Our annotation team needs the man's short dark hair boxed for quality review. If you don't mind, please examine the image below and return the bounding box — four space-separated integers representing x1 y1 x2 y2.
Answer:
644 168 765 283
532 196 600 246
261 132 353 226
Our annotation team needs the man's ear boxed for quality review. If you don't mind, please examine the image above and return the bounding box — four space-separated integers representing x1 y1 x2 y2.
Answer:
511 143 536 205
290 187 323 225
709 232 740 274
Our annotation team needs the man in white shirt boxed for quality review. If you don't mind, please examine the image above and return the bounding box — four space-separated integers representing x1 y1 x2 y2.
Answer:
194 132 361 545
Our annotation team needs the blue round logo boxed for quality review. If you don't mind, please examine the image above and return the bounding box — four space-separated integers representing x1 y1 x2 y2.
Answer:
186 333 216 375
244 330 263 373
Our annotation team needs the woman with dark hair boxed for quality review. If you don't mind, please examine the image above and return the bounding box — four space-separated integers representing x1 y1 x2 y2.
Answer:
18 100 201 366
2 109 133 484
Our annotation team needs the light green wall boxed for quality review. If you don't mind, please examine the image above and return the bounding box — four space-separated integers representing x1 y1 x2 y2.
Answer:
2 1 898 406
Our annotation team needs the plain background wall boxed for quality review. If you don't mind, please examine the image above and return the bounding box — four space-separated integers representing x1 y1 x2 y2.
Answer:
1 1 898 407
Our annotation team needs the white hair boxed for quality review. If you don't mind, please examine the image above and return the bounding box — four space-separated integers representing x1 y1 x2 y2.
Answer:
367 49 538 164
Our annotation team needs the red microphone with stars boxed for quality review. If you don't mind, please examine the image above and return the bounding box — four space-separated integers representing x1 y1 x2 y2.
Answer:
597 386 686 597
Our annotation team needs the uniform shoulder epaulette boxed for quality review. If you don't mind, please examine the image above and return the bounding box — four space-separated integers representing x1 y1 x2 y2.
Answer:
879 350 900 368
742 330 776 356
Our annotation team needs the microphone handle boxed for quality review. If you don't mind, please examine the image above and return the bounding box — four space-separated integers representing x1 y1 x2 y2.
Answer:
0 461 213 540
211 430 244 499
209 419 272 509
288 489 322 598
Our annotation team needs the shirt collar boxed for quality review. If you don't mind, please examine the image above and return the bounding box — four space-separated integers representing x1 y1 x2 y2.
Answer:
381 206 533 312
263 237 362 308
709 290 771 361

*-*-*

**Aim of the task:** Take the line that contains "Our annotation team needs the uniform" and every line after it in the material above. Set those lines down exactly and nothing more.

**Task response:**
Our annotation team needs the uniform shoulder epaulette boxed for quality review. If you don't mind, please examine the image above and return the bounding box — four space-separated integers representing x1 y1 x2 y2.
Answer:
879 350 900 368
742 330 776 356
Our annotation team needs the microphone handle boxed for quality review. If you don't mind, please examine the image above and return the bounding box — four space-separated integers representing x1 y1 x2 y2.
Answer:
0 461 213 540
211 430 244 499
209 419 272 509
288 489 322 598
Our annotation team needs the shirt collar boxed for quality review. If you don't mind, please examine the image above and return the bounding box — four space-separated integers representing x1 y1 x2 y2.
Answer:
381 206 533 312
263 237 362 308
709 290 771 361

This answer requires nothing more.